### Passage for review:

****************

Supplemental Figure 1: YH1 'novel' sequence alignment breakdown. Almost two-thirds of the sequence identified as 'novel' by Li et al can be accounted for. 1.49 Mb of the novel sequence aligns to a sequence in GRCh37.p2, while another 1.56 Mb aligns to some primate sequence, 1.39 Mb of which is a human clone based sequence. These sequences are currently being reviewed for inclusion in future assembly updates. A small fraction of sequence appears to be contamination leaving 1.9 Mb of sequence that remains to be characterized. Experiments are ongoing to confirm that these assembled sequences represent a human sequence.
Alignment of Next Generation Sequencing (NGS) reads to GRCh37
We selected NA12156 and NA12878, (SRA accessions ERX000125 and ERX000080, respectively) and aligned their reads to GRCh37 using an algorithm called srprism (Agarwala et al., in preparation). This aligner can consider the placement information associated with the assembly and is thus 'alternate locus aware'. Because of this feature, reads with 'multiple' alignments corresponding to hits both on the primary assembly unit and on alternate loci can be distinguished and thereby not assigned a depressed mapping score.
For our analyses, we performed two sets of alignments: one against the full GRCh37 assembly and a second using only the GRCh37 primary assembly (thus omitting the alternate loci). Alignment parameters allowed no more than 2 alignment discrepancies (mismatches or insertions/deletions) per read alignment for the entire length of the read. When scoring a set of paired-end reads, the pair retained the score of the lowest scoring member. Importantly, despite the small number of regions associated with alternate loci in GRCh37, we were able to identify sequence reads that aligned only to the alternate locus scaffolds when they are present (Supplemental Figure 2). Furthermore, even using strict alignment parameters, removal of the alternate locus scaffolds resulted in two-thirds of these sequence reads aligning to another region of the assembly, thus resulting in a mis-mapped read (Supplemental Table 2). These data clearly demonstrate that that inclusion of alternate representations for genomic loci can improve alignment quality and avoid spurious variation calls.

****************

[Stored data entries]
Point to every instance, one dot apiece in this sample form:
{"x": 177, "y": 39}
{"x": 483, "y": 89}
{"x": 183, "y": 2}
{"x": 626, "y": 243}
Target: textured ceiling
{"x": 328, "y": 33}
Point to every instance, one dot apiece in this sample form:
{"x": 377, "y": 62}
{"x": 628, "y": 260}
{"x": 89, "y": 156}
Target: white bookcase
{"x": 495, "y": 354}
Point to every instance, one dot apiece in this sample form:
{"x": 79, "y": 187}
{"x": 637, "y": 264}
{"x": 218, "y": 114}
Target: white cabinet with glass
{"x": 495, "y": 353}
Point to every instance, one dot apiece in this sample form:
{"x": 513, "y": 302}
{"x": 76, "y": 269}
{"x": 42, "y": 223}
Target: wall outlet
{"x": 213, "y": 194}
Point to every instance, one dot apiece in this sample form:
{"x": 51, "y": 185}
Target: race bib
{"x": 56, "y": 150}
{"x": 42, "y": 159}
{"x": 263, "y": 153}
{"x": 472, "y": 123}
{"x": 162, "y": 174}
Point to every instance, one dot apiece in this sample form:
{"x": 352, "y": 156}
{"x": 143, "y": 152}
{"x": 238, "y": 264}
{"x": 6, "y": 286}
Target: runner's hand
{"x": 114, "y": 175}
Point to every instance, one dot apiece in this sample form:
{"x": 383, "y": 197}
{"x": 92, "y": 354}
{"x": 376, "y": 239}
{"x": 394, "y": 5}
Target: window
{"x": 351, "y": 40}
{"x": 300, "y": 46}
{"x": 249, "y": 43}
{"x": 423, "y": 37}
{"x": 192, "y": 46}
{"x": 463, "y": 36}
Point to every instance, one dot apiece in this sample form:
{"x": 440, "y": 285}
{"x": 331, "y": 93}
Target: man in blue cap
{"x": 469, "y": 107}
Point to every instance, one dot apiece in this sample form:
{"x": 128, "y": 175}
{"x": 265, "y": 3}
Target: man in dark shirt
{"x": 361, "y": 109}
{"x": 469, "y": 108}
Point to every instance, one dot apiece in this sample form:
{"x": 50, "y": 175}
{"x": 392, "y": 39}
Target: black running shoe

****************

Continue the passage on aligning sequencing reads to the GRCh37 assembly, picking up after its final sentence. These stored data entries stand apart from the genome assembly passage and are separate material.

Supplemental Table 2 (excel workbook)

Supplemental Figure 2: Alignments of short reads to GRCh37. The top panel shows the MAPT alternate locus scaffold NT_167251.1 aligned to chromosome 17 (NC_000017.10). On the alignment track, gray indicates regions of perfect match, red show regions of mismatches and blue shows regions of insertion-deletions. Below the alignment track is a histogram of the NA12156 alignments to NT_167251.1. Below this is the gene annotation on NT_167251.1. The yellow highlight shows the region that is expanded in the bottom panel.The bottom panel shows a zoomed in view of the region highlighted in the top panel. This region contains sequence not present on the chromosome as well as an inversion breakpoint. The arrow marks the region of the inversion break- read to the right of the arrow may also align to the chromosome sequences as the alternate locus scaffold and chromosome sequence are identical in this region. Reads to the left of the arrow only align to the alternate locus scaffold as this sequence is not represented on the chromosome. Removing the alternate locus scaffold causes two-thirds of the alternate locus specific reads to mismap to a location on the primary assembly.